**THE PROBLEM**. Report every line in the data below that contains the string "pole".

Entries from a collection
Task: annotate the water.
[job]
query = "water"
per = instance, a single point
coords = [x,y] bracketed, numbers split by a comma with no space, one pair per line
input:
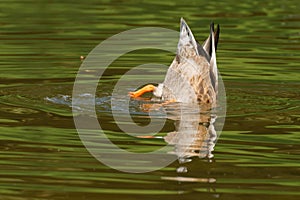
[42,156]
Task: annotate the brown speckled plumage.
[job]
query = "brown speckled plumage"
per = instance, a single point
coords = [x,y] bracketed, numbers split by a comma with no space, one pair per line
[192,76]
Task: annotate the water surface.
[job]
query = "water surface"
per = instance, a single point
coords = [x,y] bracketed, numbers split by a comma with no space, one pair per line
[42,156]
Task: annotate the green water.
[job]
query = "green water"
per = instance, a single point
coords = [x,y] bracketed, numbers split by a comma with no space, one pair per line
[42,156]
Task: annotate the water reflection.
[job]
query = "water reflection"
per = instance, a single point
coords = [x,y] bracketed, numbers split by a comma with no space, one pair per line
[195,134]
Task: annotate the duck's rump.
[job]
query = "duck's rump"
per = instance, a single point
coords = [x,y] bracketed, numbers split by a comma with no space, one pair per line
[188,81]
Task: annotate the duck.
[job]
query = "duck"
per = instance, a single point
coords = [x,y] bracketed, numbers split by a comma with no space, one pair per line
[192,76]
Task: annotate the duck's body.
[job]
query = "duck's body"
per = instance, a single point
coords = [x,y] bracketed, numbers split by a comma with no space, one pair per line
[192,77]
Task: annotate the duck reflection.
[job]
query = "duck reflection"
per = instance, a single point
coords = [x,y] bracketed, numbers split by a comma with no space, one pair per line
[194,135]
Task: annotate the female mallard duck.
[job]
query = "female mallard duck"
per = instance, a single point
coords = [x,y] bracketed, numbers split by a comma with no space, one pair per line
[193,75]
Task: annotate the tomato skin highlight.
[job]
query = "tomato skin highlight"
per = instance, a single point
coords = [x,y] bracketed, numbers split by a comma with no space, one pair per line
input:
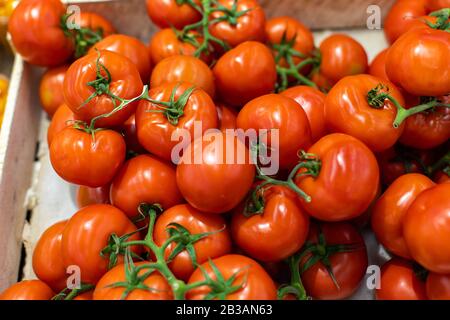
[196,222]
[47,263]
[418,62]
[216,184]
[340,179]
[258,284]
[144,179]
[398,282]
[349,268]
[156,281]
[426,229]
[282,227]
[244,73]
[28,290]
[44,44]
[312,102]
[86,234]
[348,111]
[79,159]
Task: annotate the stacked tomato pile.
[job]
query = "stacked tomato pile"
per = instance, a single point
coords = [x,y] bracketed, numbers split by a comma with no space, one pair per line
[355,146]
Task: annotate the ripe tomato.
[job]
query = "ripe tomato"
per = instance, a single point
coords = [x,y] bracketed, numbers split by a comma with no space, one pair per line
[196,222]
[290,29]
[166,43]
[312,102]
[44,43]
[96,22]
[244,73]
[167,13]
[426,228]
[438,286]
[125,83]
[62,118]
[226,116]
[184,69]
[87,196]
[401,17]
[347,110]
[399,282]
[429,129]
[282,227]
[348,268]
[79,158]
[87,233]
[390,210]
[274,111]
[159,289]
[51,89]
[254,281]
[342,56]
[144,179]
[247,27]
[47,263]
[129,47]
[340,179]
[378,66]
[418,62]
[28,290]
[159,134]
[209,179]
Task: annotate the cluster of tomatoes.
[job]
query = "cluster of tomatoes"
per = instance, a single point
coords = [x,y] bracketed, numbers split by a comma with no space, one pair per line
[356,145]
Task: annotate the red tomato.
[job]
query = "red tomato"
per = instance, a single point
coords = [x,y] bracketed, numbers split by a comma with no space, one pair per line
[227,117]
[167,13]
[129,47]
[401,17]
[196,222]
[399,282]
[87,196]
[87,233]
[183,69]
[144,179]
[51,89]
[282,227]
[209,179]
[159,288]
[47,263]
[438,286]
[342,56]
[28,290]
[125,83]
[247,27]
[348,268]
[96,22]
[156,130]
[340,180]
[255,283]
[390,210]
[165,43]
[378,66]
[312,102]
[62,118]
[418,62]
[244,73]
[44,42]
[79,158]
[291,30]
[275,111]
[348,111]
[426,228]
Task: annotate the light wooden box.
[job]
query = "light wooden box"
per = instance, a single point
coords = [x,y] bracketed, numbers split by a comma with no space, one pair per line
[32,196]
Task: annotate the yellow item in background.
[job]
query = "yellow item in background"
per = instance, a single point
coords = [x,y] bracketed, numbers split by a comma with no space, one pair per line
[4,83]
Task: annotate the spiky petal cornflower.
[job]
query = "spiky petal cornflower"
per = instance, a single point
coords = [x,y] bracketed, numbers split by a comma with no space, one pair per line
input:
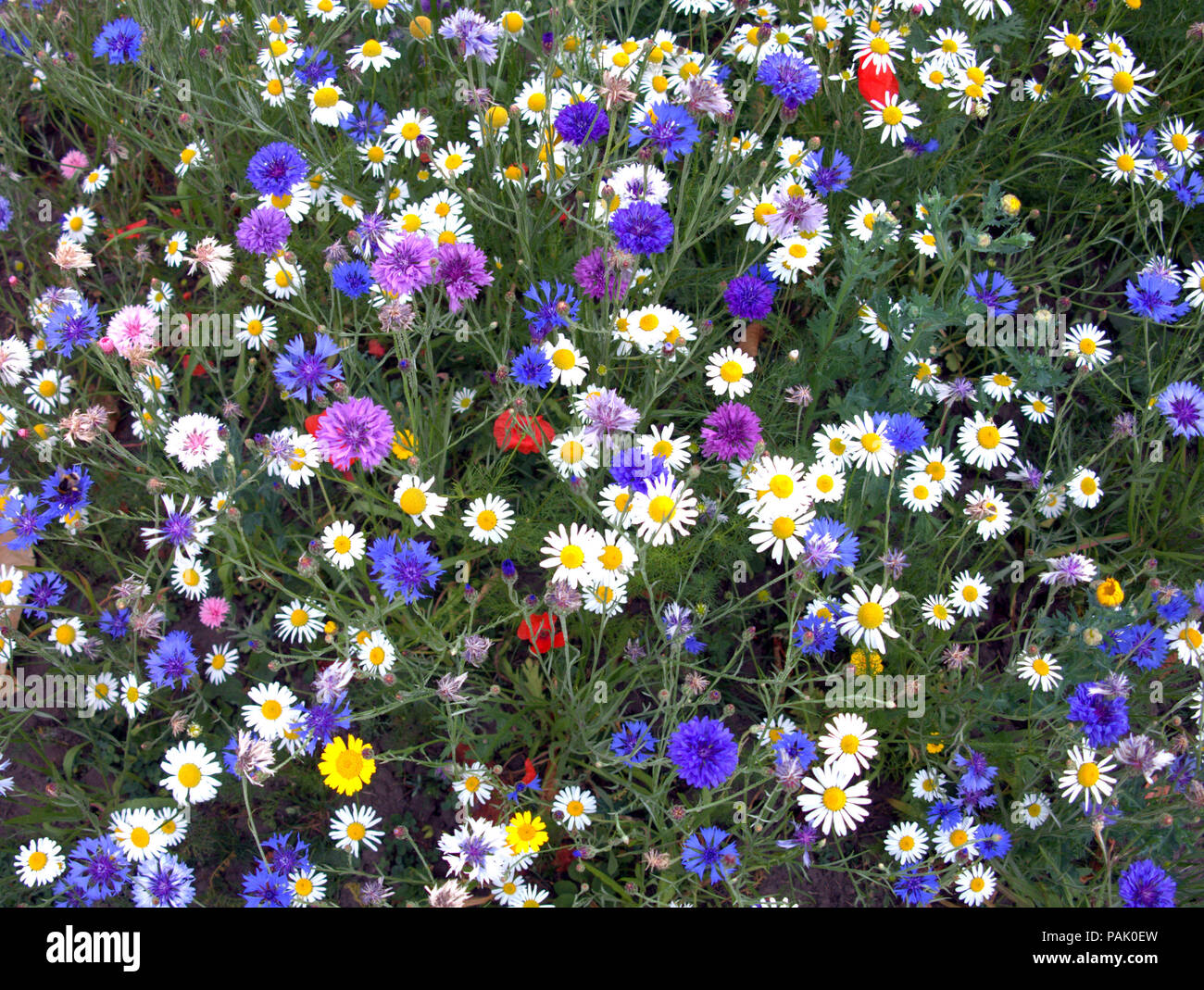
[476,36]
[405,264]
[789,77]
[669,128]
[642,228]
[119,41]
[276,168]
[705,752]
[357,429]
[750,295]
[709,850]
[1147,884]
[555,306]
[406,569]
[304,373]
[994,291]
[461,269]
[1183,405]
[634,742]
[1155,297]
[731,432]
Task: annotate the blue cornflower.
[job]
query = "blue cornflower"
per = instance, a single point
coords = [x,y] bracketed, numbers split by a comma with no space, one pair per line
[405,569]
[750,295]
[814,636]
[531,368]
[306,375]
[314,67]
[275,169]
[352,279]
[710,850]
[1104,720]
[67,490]
[634,742]
[116,623]
[583,123]
[368,120]
[1147,884]
[992,841]
[119,41]
[705,752]
[789,77]
[906,432]
[642,228]
[1155,297]
[43,590]
[555,305]
[100,865]
[915,888]
[164,882]
[172,660]
[829,545]
[670,128]
[72,325]
[991,288]
[796,746]
[832,177]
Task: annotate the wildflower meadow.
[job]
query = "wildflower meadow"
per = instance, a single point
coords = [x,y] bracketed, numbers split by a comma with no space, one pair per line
[591,454]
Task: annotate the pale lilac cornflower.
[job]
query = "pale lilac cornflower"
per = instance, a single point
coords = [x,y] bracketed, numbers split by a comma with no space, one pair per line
[1070,570]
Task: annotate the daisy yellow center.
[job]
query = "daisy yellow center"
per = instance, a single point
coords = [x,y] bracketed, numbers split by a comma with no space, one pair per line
[834,798]
[413,501]
[871,616]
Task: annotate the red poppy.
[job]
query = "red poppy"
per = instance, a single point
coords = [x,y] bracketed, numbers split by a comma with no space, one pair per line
[538,632]
[875,84]
[516,430]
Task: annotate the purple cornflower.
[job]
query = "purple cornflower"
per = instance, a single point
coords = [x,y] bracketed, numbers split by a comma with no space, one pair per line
[1104,720]
[164,882]
[608,413]
[992,289]
[829,545]
[750,295]
[72,325]
[832,177]
[476,36]
[705,752]
[461,269]
[633,742]
[1155,297]
[667,127]
[264,231]
[789,77]
[555,305]
[583,123]
[405,264]
[814,636]
[731,432]
[119,41]
[1070,570]
[172,660]
[352,279]
[306,375]
[357,429]
[275,169]
[1147,884]
[598,279]
[710,852]
[642,228]
[404,569]
[1183,405]
[531,368]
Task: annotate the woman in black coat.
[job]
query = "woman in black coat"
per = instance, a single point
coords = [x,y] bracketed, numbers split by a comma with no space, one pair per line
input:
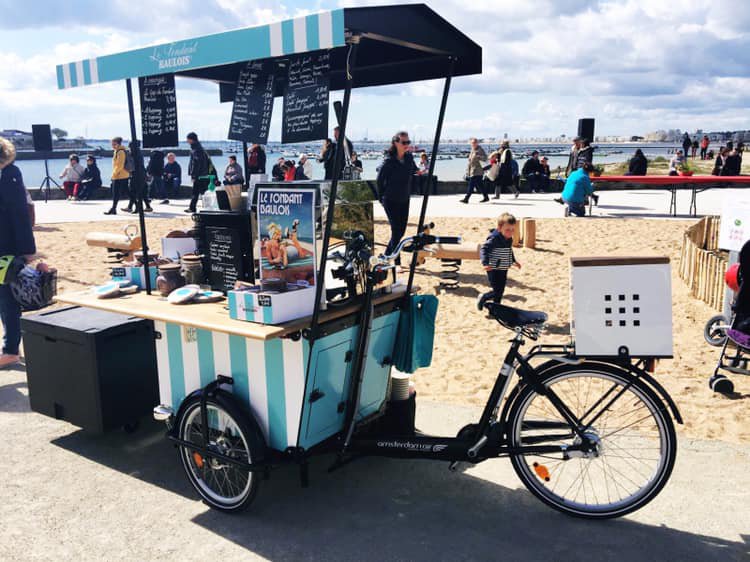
[638,164]
[394,186]
[17,240]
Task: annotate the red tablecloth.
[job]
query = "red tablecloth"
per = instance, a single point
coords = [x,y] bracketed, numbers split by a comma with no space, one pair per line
[671,180]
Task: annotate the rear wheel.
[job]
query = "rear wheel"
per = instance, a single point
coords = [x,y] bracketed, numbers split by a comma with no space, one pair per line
[222,485]
[630,438]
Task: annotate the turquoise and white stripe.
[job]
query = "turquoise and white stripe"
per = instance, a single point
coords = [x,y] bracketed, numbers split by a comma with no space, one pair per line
[268,375]
[307,33]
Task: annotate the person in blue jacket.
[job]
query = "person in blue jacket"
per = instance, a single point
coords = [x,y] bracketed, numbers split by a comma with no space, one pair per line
[577,188]
[16,239]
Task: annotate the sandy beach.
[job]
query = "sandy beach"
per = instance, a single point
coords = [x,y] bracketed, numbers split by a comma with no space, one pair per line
[469,347]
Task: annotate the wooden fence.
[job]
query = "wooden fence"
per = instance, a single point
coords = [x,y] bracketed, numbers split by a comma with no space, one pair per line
[702,264]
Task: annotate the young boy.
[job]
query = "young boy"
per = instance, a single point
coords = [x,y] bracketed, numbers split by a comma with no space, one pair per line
[496,255]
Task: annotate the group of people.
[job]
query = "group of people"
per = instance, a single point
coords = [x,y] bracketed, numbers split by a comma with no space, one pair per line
[499,171]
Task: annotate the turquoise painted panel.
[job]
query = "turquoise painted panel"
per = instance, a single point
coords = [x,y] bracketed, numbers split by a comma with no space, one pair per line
[274,353]
[205,356]
[176,366]
[375,380]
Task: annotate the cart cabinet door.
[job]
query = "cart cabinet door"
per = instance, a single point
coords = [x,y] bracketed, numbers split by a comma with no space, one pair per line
[378,364]
[325,397]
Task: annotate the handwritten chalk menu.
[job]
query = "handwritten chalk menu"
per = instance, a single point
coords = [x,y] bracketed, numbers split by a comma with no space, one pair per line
[224,257]
[253,104]
[158,110]
[306,99]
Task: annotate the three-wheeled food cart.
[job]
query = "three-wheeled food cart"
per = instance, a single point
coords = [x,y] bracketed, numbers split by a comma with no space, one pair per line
[242,397]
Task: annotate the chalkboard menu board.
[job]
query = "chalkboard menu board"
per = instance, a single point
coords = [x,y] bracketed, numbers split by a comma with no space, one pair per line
[158,110]
[253,104]
[224,257]
[306,99]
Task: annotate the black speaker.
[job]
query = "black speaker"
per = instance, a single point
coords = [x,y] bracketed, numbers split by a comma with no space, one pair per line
[586,129]
[42,138]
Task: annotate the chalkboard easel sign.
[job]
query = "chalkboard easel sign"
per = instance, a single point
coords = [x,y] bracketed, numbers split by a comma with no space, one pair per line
[306,99]
[224,255]
[253,104]
[158,110]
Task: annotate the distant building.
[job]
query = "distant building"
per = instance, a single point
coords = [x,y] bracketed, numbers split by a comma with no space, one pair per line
[21,139]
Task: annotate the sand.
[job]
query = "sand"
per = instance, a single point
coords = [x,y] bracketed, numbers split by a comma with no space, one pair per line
[468,347]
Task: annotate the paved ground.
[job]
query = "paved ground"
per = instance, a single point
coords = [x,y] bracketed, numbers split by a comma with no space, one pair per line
[65,495]
[645,203]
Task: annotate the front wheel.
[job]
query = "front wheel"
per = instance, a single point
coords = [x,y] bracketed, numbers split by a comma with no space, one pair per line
[222,485]
[630,442]
[715,331]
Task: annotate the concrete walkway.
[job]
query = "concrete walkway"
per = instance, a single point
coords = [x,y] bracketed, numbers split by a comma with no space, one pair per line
[66,495]
[642,203]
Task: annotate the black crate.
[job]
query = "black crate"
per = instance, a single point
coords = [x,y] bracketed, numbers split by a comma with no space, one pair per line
[92,368]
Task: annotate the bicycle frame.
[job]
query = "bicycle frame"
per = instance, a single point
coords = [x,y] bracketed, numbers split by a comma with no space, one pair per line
[488,439]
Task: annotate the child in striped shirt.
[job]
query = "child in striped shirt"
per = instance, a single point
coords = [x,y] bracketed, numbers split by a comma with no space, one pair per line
[496,255]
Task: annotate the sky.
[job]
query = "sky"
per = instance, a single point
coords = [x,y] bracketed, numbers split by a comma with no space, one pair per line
[634,65]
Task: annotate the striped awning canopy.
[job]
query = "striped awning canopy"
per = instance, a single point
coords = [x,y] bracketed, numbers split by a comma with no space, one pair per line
[397,44]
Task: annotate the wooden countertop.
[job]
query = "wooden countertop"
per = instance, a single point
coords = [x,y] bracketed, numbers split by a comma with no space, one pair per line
[208,316]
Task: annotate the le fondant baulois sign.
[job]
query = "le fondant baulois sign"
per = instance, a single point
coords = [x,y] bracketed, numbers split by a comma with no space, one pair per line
[300,35]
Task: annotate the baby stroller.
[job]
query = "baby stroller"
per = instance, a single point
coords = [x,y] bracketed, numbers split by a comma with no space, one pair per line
[735,343]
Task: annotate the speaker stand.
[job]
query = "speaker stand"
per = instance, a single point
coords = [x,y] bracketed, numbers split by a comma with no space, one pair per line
[47,182]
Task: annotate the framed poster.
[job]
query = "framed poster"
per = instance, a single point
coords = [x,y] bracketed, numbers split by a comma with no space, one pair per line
[735,224]
[286,230]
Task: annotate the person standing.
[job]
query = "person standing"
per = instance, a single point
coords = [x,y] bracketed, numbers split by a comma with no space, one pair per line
[585,154]
[475,171]
[532,171]
[278,172]
[638,164]
[573,158]
[687,143]
[155,173]
[505,172]
[348,149]
[326,158]
[71,176]
[233,172]
[172,177]
[120,175]
[394,186]
[91,179]
[197,169]
[704,147]
[17,240]
[496,256]
[256,160]
[577,188]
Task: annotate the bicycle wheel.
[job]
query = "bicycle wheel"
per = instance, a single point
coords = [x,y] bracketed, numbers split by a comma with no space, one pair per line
[715,331]
[222,485]
[633,440]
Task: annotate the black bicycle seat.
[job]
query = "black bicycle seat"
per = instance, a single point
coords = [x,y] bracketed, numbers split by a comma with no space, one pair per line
[515,317]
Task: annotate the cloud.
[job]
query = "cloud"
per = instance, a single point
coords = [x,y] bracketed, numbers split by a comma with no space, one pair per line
[635,65]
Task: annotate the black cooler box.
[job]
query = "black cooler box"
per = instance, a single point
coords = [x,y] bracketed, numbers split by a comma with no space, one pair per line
[92,368]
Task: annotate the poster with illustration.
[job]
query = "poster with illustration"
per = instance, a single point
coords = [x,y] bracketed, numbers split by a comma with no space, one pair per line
[286,230]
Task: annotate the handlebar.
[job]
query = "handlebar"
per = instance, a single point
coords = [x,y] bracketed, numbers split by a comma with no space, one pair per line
[416,243]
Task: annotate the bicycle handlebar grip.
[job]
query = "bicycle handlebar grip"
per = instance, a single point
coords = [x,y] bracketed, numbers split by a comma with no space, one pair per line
[447,239]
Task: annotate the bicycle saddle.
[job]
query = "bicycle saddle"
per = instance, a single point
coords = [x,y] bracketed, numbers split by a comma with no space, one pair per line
[515,317]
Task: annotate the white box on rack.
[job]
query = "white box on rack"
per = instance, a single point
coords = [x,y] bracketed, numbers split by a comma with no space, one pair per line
[621,306]
[271,308]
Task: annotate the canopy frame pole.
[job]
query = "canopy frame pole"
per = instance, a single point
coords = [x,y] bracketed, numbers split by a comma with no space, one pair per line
[244,165]
[137,183]
[433,158]
[337,165]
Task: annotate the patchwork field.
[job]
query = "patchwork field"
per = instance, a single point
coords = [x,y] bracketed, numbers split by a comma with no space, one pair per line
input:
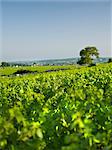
[67,109]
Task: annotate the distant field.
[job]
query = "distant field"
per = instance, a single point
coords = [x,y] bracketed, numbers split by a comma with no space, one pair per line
[39,69]
[63,110]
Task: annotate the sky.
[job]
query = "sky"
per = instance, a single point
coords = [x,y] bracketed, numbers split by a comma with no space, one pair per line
[36,30]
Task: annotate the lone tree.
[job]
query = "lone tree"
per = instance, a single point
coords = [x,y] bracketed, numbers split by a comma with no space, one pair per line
[87,54]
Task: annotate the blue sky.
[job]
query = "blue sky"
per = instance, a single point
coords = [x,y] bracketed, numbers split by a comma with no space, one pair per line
[49,30]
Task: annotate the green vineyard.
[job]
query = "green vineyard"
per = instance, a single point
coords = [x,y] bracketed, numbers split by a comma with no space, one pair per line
[63,110]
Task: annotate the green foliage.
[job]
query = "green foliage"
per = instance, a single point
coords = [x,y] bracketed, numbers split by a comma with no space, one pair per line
[65,110]
[4,64]
[110,60]
[87,54]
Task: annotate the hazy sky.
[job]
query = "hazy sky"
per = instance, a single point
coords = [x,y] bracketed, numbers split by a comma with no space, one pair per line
[45,30]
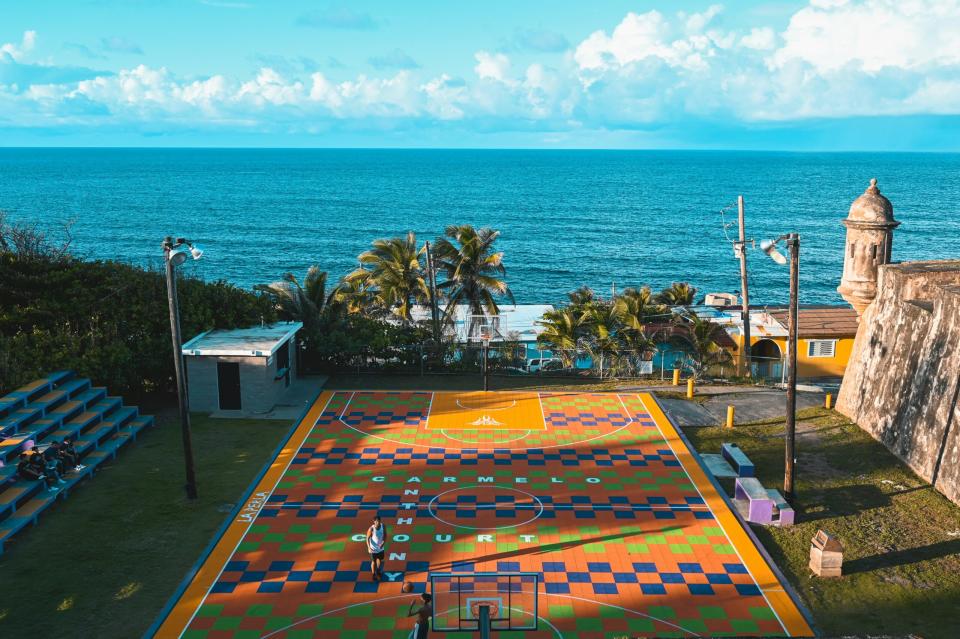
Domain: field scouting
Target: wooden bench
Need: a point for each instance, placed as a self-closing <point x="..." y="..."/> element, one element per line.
<point x="718" y="466"/>
<point x="739" y="460"/>
<point x="784" y="513"/>
<point x="759" y="505"/>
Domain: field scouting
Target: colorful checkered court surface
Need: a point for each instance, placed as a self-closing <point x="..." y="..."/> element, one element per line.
<point x="596" y="493"/>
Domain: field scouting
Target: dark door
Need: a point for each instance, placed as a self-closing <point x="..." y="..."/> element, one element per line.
<point x="228" y="376"/>
<point x="283" y="363"/>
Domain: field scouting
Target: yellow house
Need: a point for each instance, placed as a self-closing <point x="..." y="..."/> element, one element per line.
<point x="825" y="334"/>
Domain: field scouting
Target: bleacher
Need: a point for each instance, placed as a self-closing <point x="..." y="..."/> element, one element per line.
<point x="50" y="409"/>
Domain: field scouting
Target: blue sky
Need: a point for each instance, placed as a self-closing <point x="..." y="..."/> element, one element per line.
<point x="795" y="75"/>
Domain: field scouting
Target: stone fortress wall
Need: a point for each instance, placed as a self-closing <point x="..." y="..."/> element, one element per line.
<point x="903" y="378"/>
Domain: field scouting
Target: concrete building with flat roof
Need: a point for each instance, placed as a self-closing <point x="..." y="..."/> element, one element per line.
<point x="244" y="369"/>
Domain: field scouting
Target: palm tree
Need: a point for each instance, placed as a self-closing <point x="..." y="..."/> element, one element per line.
<point x="677" y="294"/>
<point x="354" y="294"/>
<point x="704" y="337"/>
<point x="561" y="330"/>
<point x="472" y="270"/>
<point x="605" y="334"/>
<point x="298" y="302"/>
<point x="395" y="273"/>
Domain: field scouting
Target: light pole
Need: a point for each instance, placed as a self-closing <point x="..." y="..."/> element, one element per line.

**SOLUTION TO THIS TASK**.
Task: annotate the canopy frame pole.
query = "canopy frame pole"
Target: light pole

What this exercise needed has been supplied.